■ Exercise input:

:::::

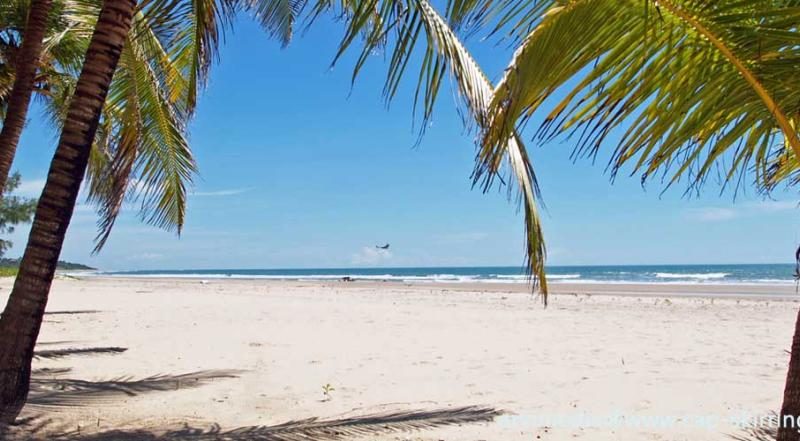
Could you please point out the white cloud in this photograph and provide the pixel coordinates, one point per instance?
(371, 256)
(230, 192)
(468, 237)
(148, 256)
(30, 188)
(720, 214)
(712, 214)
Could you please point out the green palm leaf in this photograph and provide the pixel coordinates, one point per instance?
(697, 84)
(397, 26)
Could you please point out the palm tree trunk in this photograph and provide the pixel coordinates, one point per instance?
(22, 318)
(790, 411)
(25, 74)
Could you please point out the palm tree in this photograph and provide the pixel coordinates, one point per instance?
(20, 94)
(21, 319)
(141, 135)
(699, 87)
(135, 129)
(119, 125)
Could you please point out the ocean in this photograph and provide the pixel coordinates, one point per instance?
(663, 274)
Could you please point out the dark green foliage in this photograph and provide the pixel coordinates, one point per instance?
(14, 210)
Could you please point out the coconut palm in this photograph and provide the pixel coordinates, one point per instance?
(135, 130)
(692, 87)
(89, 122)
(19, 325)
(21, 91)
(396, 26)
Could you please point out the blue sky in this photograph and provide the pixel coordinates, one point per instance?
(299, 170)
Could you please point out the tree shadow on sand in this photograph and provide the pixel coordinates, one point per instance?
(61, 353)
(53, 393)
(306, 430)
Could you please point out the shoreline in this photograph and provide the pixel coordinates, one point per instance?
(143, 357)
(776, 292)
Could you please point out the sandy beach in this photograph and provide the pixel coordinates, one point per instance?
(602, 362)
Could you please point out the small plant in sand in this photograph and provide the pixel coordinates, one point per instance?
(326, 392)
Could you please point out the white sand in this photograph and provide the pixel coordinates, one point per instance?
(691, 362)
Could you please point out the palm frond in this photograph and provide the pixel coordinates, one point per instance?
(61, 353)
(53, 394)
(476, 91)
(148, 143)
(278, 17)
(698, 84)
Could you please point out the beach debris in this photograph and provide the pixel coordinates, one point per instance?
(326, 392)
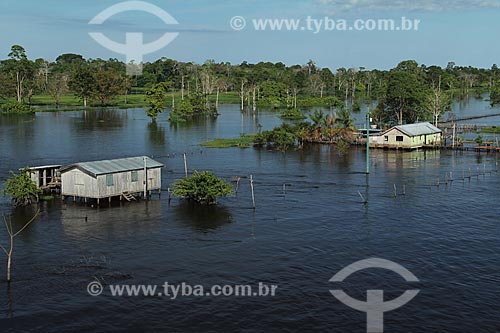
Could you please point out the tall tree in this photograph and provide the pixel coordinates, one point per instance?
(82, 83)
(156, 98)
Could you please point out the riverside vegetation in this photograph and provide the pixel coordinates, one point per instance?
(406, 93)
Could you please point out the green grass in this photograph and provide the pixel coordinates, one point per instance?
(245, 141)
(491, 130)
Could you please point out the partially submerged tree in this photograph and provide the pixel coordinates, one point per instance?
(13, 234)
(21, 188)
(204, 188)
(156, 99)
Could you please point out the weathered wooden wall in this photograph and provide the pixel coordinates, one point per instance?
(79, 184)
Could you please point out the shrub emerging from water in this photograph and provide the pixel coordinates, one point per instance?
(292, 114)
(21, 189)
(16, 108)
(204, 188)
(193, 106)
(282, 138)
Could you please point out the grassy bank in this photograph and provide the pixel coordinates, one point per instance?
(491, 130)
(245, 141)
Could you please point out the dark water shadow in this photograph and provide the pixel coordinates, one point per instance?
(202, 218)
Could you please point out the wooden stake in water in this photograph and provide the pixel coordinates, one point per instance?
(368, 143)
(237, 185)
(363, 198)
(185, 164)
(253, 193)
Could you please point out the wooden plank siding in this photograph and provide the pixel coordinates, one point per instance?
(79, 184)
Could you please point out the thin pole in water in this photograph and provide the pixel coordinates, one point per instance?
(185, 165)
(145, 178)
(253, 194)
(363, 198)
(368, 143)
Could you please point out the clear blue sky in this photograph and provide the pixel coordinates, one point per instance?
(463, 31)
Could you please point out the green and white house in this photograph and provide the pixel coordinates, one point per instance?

:::::

■ Exercise prompt: This exercise calls for a verbatim output of the entries, pictures omitted.

■ Response below:
Could you please point out the white cloud in this photograph and provide the pixel coordinates, one point per instance?
(371, 256)
(230, 192)
(468, 237)
(148, 256)
(30, 188)
(720, 214)
(712, 214)
Could you please point out the green palm leaf in this photograph and provide the pixel coordinates, one point per instance?
(697, 84)
(397, 26)
Could you please point out the palm tree trunk in this photograph and provide the pixel coordinates, one point per instance?
(22, 318)
(790, 411)
(25, 74)
Could you please point out the palm tree in this photograph and provide the pixel coordinates, one point per instance?
(20, 94)
(21, 319)
(141, 135)
(699, 87)
(135, 129)
(119, 125)
Could you please point out the ocean in this photograph and provide the pixel coordinates, one point per instance?
(663, 274)
Could you please point out the dark green foliage in this photograph and provide the pixel coordinates, one point per instance?
(14, 210)
Could you please point out the coconut palm in this photograph and provide the pixel coordinates, one point per instance?
(135, 130)
(692, 87)
(89, 122)
(19, 325)
(21, 91)
(396, 26)
Could you please point out the blue sky in this photograph and provide the pixel coordinates, one point per instance?
(299, 170)
Could you please point out the tree shadow on sand in this photograph and provide the pixel coordinates, one point per instance?
(61, 353)
(53, 393)
(306, 430)
Could you please point out the shoreline in this photograph and provide the pixel coordinates, one point per instance?
(143, 357)
(776, 292)
Could you please point out the sandy beach in this photograph and provide the pixel coordinates, one point per instance?
(602, 362)
Could you please point out the small plant in sand in this photograph and provide the pixel coordinates, one point per instance?
(326, 392)
Could you please point out the white sand in this photograph and provide the pixel coordinates, one point per instance?
(691, 362)
Could you please point out the palm frond in this photograph and provide the pixel coordinates, one point per instance?
(61, 353)
(53, 394)
(476, 91)
(148, 143)
(278, 17)
(698, 84)
Could you please point out the beach debris in this photograph and provide the pixel coordinates, one point per instance?
(326, 392)
Could you please point out the tall tree in this photograph and provide the pixel coordinates, one point per instance?
(82, 83)
(156, 98)
Could you please point out the riverside vegetation in this photograph and provide the pixel coordinates, one point per instance?
(406, 93)
Could you please point out the green grass in this photograph and provide the pixel coordinates, one point per instance?
(245, 141)
(491, 130)
Could you please point out the partially submerged tree in this photograph and provide the pixel coordinates, one point per instance?
(13, 234)
(21, 188)
(204, 188)
(156, 99)
Could you please point out the weathered wooden wall in this photograph and provide the pixel coordinates, one point per instance?
(79, 184)
Could you please point out the shrub emerging from water in this photograph and provide the pixel coordinates, one point per instance?
(292, 114)
(21, 189)
(16, 108)
(204, 188)
(193, 106)
(282, 138)
Could you please point out the grassy bank in this photograph and provide the pixel coordinates, one point per instance?
(491, 130)
(245, 141)
Could you please point out the dark water shadow in this photograph and provide the pixel coordinates, one point per instance?
(202, 218)
Could you please point out the wooden stake in water in this photograph and provide the pixel coordinates, one point per instance?
(368, 143)
(237, 185)
(363, 198)
(185, 164)
(253, 193)
Could you please point out the wooden plank siding in this photograph and provide the pixel coordinates, one point per instance?
(79, 184)
Could you please point out the thin pole in water in this photograph and provide the pixel coordinates, one point per instance?
(185, 165)
(145, 178)
(253, 194)
(363, 198)
(368, 143)
Could you please point out the clear blue sky in this photograph and provide the pixel coordinates, one point per instance?
(463, 31)
Could you please point out the green and white house in this photograph and provide the pixel coordinates, one point per instance?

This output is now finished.